How many lines in the material below contain the string "foreground"? Case counts, and the reply should be the number alone.

(DATA IN THIS EXERCISE):
-.-.-

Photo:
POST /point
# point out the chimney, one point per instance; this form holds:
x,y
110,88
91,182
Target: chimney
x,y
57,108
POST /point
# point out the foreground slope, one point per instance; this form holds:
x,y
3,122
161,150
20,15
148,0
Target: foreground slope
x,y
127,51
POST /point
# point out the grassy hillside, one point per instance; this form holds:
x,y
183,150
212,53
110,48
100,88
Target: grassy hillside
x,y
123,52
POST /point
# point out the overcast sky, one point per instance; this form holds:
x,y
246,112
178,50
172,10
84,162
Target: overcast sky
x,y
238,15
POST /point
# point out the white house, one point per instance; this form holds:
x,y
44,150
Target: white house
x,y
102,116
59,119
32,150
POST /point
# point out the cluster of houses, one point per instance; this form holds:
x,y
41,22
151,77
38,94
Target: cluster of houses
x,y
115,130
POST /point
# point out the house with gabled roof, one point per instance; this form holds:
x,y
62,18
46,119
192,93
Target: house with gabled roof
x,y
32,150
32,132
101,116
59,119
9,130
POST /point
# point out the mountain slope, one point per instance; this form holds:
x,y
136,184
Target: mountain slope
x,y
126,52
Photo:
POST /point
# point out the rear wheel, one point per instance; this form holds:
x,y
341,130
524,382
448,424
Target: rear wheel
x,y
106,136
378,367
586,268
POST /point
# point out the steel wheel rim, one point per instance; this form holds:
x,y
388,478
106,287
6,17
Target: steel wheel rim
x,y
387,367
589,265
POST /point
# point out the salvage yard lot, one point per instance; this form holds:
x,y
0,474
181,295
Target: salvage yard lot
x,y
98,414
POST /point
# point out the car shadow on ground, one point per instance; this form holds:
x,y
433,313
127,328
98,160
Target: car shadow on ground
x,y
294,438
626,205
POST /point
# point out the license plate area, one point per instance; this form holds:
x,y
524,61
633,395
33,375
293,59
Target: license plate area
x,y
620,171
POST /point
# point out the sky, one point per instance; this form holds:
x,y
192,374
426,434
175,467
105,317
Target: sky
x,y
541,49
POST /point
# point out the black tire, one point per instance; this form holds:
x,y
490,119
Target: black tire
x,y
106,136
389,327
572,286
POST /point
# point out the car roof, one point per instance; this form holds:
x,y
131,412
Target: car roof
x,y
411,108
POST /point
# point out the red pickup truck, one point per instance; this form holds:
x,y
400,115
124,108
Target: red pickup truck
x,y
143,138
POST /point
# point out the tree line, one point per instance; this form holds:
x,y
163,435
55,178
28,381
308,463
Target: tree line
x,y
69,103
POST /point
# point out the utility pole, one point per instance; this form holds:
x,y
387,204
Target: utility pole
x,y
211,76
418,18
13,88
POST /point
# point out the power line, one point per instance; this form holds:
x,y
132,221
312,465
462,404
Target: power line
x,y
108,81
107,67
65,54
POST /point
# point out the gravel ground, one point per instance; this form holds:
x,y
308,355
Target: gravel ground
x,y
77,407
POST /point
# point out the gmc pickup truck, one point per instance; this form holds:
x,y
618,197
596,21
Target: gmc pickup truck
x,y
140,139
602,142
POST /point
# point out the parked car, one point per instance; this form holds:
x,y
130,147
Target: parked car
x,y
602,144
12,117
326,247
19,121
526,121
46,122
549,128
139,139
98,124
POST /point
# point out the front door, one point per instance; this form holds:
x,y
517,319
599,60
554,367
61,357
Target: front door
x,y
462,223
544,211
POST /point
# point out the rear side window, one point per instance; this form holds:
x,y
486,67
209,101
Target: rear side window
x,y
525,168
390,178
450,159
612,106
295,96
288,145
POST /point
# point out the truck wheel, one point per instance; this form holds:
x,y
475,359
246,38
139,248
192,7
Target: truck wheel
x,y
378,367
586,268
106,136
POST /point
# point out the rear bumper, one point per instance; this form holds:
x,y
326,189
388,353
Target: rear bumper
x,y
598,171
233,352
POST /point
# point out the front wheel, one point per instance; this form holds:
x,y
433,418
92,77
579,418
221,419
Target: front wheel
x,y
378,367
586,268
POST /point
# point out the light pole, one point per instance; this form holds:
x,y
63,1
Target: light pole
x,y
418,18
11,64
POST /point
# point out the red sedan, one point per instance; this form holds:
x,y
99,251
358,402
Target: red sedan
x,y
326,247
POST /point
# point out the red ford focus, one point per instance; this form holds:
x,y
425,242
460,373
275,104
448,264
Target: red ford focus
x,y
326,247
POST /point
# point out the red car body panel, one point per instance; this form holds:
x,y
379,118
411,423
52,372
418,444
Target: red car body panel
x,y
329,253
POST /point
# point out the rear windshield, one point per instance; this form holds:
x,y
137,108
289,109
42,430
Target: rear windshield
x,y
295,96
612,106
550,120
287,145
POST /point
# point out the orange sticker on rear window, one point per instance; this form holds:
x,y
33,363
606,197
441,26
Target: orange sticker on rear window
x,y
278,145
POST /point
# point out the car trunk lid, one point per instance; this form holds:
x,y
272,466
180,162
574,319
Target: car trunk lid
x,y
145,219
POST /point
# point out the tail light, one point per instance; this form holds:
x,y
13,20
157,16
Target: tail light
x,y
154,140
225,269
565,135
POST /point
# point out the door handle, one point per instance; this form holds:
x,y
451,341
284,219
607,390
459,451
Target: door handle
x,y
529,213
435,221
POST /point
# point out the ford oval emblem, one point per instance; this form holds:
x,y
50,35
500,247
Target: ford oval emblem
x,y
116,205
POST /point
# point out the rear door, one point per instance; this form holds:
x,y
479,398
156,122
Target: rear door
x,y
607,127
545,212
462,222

-.-.-

(TASK ANSWER): 2